--- start of Supplied material ---

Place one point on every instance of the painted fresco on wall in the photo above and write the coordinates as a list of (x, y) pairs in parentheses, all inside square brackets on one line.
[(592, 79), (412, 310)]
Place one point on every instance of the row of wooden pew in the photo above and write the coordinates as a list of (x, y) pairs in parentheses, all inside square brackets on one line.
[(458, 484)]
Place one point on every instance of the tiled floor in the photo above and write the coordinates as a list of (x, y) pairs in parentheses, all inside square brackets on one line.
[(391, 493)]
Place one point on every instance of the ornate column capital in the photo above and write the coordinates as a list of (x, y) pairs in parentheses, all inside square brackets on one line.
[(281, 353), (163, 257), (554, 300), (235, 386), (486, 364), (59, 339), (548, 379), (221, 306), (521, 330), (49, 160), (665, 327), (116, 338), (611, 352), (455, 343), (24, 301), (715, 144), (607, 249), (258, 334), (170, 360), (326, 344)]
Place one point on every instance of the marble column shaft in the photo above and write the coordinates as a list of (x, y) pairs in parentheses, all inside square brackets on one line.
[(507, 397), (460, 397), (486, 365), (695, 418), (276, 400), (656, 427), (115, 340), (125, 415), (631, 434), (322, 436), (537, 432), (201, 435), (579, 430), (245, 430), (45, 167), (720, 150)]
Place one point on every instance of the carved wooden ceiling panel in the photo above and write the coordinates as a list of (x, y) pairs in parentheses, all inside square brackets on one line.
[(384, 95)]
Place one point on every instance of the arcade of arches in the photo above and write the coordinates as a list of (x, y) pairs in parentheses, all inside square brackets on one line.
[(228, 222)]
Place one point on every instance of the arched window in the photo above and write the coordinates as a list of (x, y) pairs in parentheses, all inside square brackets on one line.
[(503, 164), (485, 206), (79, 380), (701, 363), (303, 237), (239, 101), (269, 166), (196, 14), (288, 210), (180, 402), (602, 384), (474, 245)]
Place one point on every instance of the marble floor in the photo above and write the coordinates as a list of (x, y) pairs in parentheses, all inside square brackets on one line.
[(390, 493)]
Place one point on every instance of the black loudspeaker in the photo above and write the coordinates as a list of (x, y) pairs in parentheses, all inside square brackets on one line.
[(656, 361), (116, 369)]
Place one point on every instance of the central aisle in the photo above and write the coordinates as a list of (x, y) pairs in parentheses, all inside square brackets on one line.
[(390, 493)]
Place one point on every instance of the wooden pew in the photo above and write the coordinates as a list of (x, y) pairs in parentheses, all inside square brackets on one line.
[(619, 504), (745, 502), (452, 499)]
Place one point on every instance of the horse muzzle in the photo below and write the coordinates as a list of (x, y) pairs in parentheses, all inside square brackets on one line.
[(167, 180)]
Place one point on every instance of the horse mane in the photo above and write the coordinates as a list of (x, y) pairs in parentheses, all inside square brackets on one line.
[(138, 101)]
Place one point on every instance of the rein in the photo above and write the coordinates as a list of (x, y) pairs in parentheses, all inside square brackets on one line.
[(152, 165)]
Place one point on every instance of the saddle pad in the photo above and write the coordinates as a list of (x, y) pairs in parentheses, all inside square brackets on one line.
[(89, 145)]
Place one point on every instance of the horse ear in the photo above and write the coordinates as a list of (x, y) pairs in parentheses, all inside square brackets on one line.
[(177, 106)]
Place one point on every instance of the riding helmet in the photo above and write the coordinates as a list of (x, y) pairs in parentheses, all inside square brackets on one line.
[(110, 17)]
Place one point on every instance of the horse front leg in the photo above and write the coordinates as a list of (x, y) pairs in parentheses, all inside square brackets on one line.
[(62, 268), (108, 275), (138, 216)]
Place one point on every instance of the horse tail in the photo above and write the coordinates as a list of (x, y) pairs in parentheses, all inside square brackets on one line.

--- end of Supplied material ---

■ **Problem statement**
Render the entire listing above as a Markdown table with the columns Row and Line. Give each line its own numbered row and omit any blank lines.

■ **Answer to the problem**
| Row | Line |
|---|---|
| 1 | Place one point on every instance of the painted fresco on wall in the photo above and write the coordinates as a list of (x, y) pairs in parentheses, all inside square brackets on one line. |
| 2 | [(592, 79), (412, 310)] |
| 3 | Place one point on every instance of the row of wooden pew in the photo above and write the coordinates as a list of (x, y) pairs in parentheses, all inside square brackets on one line. |
| 4 | [(458, 484)] |
| 5 | Place one point on every instance of the tiled floor in the photo above and write the coordinates as a list of (x, y) pairs in parentheses, all inside square brackets on one line. |
| 6 | [(391, 493)] |
| 7 | Place one point on every instance of the ornate column capital in the photo above and write the coordinates as a list of (x, y) pairs in parentheses, all inside square brackets on one line. |
| 8 | [(281, 353), (163, 257), (554, 300), (235, 386), (486, 364), (59, 339), (548, 379), (221, 306), (521, 330), (49, 160), (665, 327), (116, 338), (611, 352), (455, 343), (24, 301), (715, 144), (607, 249), (258, 334), (170, 360), (326, 344)] |
| 9 | Place one point on every instance of the marble column shaft in the photo above and write the coordinates as a list of (x, y) pairs in parentheses, all inside square brackets on one line. |
| 10 | [(507, 397), (460, 397), (486, 365), (695, 418), (276, 400), (656, 427), (115, 340), (125, 415), (631, 434), (322, 436), (537, 432), (201, 435), (579, 430), (245, 430), (45, 167), (720, 150)] |
| 11 | Place one point on every instance of the carved wooden ceiling panel in the photo above and write the coordinates as a list of (x, y) pairs in parentheses, all inside square brackets on one line. |
| 12 | [(384, 95)] |
| 13 | Place one point on every instance of the arcade of arches in the photo above and write the coordinates as a list of (x, y) pairs in parentheses, all inside square brackets on one line. |
| 14 | [(228, 222)] |
| 15 | Place one point on every instance of the arched window in the photo above and write the coordinates as a list of (x, y) pairs in parentheses, all inside square brackets on one line. |
| 16 | [(503, 164), (485, 206), (79, 380), (701, 363), (303, 237), (239, 101), (269, 166), (196, 14), (288, 210), (180, 402), (602, 384), (474, 245)] |
| 17 | Place one point on every instance of the marble floor in the photo above and write the coordinates as a list of (x, y) pairs in parentheses, all inside square brackets on one line. |
| 18 | [(390, 493)] |
| 19 | Place one point on every instance of the black loudspeaker in the photo above and write the coordinates as a list of (x, y) pairs in parentheses, all inside square brackets on one line. |
| 20 | [(656, 361), (116, 369)] |
| 21 | Place one point on every instance of the central aisle in the photo above and write the coordinates as a list of (x, y) pairs in parentheses, all inside square brackets on one line. |
| 22 | [(390, 493)] |
| 23 | Place one point on every instance of the wooden pew in the photo above and write the coordinates as a list of (x, y) pairs in parentheses, all inside square brackets on one line. |
| 24 | [(619, 504), (745, 502), (452, 499)] |
| 25 | Place one point on every instance of the horse muzzle in the photo below and write the coordinates as a list of (x, y) pairs in parentheses, all inside square brackets on one line. |
| 26 | [(167, 180)] |
| 27 | Place one point on every instance of the horse mane in the photo above and write the coordinates as a list of (x, y) pairs in parentheses, all inside square brackets on one line. |
| 28 | [(138, 101)] |
| 29 | Place one point on every instance of the rein in the photo above and write the coordinates as a list of (x, y) pairs in parentheses, all inside square brackets on one line. |
| 30 | [(152, 165)] |
| 31 | Place one point on every instance of the saddle pad in the photo above and write the coordinates as a list of (x, y) pairs in parentheses, all inside square brackets on one line. |
| 32 | [(89, 145)] |
| 33 | Place one point on every instance of the horse ear in the photo above and write the coordinates as a list of (x, y) pairs in parentheses, all inside square brackets on one line. |
| 34 | [(177, 106)] |
| 35 | Place one point on every instance of the riding helmet in the photo above and write the coordinates as a list of (x, y) pairs in parentheses, all inside square brackets on one line. |
| 36 | [(110, 17)] |
| 37 | Place one point on every instance of the horse front leg in the photo above and write the coordinates as a list of (x, y) pairs in parentheses, all inside square brackets on one line. |
| 38 | [(62, 268), (108, 275), (138, 216)] |
| 39 | Place one point on every instance of the horse tail in the photo above and write the coordinates as a list of (x, y) pairs in parentheses, all inside square brackets on one line. |